====== Page text

Phil Wilson MP visited projects that are tackling isolation in later life to raise awareness of these vital services. He is encouraging those who are feeling isolated to get involved in the host of activities being offered across the county whilst also pressing for further financial support to keep these services going.
Phil visited the ‘Over 60’s Project’ in Trimdon Village Hall and Age UK County Durham’s Meet, Play and Eat Group in Newton Aycliffe.
The ‘Over 60’s Project’ in Trimdon delivers a range of activities to those in later life, from flower arranging and sugar craft workshops to sound therapy sessions. All the activities are free of charge and include a free meal.
Meet, Play, Eat provides an opportunity for older people to socialise, try a new activity and enjoy a good lunch in good company. Taking place on the first Friday of each month at Oak Leaf Sports Complex, there are a whole range of enjoyable activities to try out including Archery, Indoor Bowls, Table Tennis and Guided Walks.
He said of the visits.
“Seeing the services delivered and the enjoyment that those attending are finding has been fantastic, as was learning to bowl. There were people there from a wide age range and backgrounds and the thing that struck me most was the sense of friendship and community. I would encourage anyone to go along and have a go.
“Loneliness causes untold personal suffering, it also has an impact on other areas such as mental and physical health and life expectancy. This can be costly, not just to families and individuals but to council and health services.
“I recognise the many strains on budgets that our councils are facing, but we must see this as a priority. I am thankful for all that charities like Age UK County Durham and Trimdon Village Hall are doing to tackle this issue and I hope their work is continued to be supported going forward.”
There is thought to be more than one million people aged over 65 who are lonely in the UK, around 10-13% of older people. Age UK statistics highlight that in Sedgefield constituency 5,825 people aged 65+ live alone and 1,170 people aged 65+ say they are often lonely.
Harriet Gibbon, Chief Executive Age UK County Durham said “Loneliness is a major public health issue affecting many older people. National research shows that one in four older people in the UK are lonely, whilst our own local research found that 37 per cent of older people in County Durham consider the television to be their main source of company. We know from talking to older people that they really value activities and services where they can meet other people in a friendly and welcoming environment. I’m delighted that Phil Wilson is supporting Age UK ‘s Age Friendly Places campaign, helping us to raised awareness of the need to create communities where older people can enjoy life and feel well”.
Age UK’s Charity Director, Caroline Abrahams, said:
“Loneliness is certainly not inevitable in later life but it remains a widespread issue that blights the lives of far too many older people, casting a long shadow over their quality of life.
“Not only does loneliness make later life unbearably miserable, it’s awful for our health too. We know that lonely older people are more likely to suffer health problems and to require long-term care, have a higher use of medication and need to visit their GP more often.

============
====== Supplied material

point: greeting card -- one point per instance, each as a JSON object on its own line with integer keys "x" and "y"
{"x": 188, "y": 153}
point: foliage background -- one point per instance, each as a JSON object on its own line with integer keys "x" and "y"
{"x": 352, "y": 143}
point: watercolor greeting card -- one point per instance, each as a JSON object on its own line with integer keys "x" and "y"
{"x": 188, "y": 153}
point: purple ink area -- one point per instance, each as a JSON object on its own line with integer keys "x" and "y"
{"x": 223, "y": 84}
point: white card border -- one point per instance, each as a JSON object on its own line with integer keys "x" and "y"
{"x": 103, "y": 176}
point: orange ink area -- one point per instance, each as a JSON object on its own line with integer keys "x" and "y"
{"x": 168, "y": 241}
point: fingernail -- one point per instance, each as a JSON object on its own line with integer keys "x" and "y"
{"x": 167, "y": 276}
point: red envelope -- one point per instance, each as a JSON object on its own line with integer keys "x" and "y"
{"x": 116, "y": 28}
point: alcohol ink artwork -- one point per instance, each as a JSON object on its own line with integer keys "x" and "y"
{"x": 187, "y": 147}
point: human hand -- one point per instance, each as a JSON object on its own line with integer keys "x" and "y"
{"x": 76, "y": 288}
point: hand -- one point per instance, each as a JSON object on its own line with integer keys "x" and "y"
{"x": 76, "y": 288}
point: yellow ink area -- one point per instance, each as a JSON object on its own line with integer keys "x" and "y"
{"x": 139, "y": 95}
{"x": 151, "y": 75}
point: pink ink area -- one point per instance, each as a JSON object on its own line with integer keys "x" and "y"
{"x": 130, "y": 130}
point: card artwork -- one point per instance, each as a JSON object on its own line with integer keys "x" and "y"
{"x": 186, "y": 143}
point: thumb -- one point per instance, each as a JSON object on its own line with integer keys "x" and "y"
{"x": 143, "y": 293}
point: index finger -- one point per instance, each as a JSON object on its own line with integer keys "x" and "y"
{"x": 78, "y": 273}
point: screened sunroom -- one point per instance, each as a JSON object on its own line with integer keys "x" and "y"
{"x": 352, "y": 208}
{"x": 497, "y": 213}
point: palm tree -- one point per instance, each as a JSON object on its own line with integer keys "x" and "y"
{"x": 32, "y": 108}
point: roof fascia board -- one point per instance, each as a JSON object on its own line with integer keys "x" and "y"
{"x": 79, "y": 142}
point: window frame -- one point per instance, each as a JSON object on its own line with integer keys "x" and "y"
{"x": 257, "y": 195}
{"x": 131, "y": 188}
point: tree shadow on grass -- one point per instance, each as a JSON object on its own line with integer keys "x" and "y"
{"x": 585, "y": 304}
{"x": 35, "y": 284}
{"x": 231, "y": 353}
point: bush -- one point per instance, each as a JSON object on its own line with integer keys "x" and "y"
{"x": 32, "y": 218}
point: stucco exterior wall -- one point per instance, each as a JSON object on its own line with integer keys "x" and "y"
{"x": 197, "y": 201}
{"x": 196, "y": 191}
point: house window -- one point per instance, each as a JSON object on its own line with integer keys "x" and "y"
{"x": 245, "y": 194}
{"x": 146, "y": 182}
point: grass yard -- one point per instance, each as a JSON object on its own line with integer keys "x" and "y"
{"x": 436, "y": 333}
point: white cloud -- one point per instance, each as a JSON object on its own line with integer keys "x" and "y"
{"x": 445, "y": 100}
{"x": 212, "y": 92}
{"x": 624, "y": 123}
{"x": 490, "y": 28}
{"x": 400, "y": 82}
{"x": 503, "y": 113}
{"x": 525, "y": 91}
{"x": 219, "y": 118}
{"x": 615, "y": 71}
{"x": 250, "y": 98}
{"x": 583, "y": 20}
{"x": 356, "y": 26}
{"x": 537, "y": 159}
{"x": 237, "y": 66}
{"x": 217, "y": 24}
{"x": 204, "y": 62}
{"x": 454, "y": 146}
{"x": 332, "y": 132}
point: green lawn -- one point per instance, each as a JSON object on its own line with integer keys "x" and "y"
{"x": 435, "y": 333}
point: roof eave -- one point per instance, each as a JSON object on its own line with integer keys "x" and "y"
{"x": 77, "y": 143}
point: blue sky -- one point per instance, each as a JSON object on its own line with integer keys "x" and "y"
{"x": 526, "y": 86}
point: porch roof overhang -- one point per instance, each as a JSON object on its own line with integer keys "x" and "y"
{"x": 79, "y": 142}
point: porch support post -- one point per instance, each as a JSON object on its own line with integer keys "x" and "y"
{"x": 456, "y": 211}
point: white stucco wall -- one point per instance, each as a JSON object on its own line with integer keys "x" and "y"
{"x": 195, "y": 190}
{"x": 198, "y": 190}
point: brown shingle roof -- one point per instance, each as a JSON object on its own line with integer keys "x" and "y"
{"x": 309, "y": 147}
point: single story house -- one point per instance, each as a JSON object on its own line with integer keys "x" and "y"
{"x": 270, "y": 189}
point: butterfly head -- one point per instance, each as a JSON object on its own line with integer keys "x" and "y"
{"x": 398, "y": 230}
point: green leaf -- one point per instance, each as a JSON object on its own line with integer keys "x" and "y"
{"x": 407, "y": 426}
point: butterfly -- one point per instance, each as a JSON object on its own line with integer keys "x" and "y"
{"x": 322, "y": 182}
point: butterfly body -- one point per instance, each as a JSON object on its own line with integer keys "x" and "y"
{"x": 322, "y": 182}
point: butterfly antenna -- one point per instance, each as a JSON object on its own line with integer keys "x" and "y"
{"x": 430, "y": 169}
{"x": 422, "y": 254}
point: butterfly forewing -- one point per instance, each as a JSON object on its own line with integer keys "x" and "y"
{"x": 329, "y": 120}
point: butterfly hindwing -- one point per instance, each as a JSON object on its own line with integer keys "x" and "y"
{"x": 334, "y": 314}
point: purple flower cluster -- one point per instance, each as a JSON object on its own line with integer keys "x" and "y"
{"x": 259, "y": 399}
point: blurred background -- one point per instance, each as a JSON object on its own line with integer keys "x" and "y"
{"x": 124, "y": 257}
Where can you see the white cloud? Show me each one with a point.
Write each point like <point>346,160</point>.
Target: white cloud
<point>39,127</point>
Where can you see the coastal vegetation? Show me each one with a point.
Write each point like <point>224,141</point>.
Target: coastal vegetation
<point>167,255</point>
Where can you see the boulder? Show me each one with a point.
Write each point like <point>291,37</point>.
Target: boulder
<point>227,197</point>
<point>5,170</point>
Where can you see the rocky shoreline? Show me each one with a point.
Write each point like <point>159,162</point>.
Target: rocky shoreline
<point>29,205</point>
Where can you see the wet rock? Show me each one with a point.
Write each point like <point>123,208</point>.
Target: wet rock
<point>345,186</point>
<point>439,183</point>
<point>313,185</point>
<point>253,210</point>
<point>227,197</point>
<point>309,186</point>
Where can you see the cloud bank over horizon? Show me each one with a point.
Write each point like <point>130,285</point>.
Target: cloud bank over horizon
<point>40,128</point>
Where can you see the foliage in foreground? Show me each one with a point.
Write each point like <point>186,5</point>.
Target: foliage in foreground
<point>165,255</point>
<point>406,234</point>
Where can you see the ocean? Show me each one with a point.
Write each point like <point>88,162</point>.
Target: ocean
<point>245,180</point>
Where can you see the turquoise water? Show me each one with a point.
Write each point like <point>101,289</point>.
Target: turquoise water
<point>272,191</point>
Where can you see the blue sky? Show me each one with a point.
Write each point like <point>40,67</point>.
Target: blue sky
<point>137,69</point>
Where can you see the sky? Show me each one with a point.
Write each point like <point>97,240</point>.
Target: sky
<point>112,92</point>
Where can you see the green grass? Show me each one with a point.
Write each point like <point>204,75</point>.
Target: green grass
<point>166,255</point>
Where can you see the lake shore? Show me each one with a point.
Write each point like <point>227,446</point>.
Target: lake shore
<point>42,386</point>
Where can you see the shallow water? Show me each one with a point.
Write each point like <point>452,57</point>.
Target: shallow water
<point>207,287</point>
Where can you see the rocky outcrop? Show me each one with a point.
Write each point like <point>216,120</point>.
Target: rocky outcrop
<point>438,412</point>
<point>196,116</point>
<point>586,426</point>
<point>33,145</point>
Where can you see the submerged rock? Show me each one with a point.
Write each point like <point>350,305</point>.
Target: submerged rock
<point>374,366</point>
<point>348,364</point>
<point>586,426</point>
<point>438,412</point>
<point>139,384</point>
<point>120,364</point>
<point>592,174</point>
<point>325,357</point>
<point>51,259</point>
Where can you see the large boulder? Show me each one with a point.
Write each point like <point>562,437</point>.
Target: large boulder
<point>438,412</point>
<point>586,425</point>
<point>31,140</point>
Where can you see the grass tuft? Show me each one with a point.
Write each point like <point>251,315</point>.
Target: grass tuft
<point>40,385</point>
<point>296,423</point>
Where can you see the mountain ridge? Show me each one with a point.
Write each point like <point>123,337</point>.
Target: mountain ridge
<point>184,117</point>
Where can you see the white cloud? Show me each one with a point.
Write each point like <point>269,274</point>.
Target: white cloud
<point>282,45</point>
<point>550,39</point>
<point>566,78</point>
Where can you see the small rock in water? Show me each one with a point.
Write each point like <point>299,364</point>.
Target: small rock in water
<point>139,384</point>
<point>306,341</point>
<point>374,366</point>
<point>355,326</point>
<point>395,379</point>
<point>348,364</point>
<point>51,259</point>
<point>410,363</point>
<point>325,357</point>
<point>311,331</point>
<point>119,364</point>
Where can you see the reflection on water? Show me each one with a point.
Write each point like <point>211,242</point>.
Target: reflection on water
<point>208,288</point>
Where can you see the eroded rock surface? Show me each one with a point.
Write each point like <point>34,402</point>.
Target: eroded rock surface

============

-- Required work --
1: In the page text, on which day of the month does the Meet, Play, Eat group take place?
2: Please copy the page text between "He said of the" and "and have a go.", inclusive, and swap "fantastic" for "wonderful".

-- Responses by item number --
1: The first Friday of each month.

2:
He said of the visits.
“Seeing the services delivered and the enjoyment that those attending are finding has been wonderful, as was learning to bowl. There were people there from a wide age range and backgrounds and the thing that struck me most was the sense of friendship and community. I would encourage anyone to go along and have a go.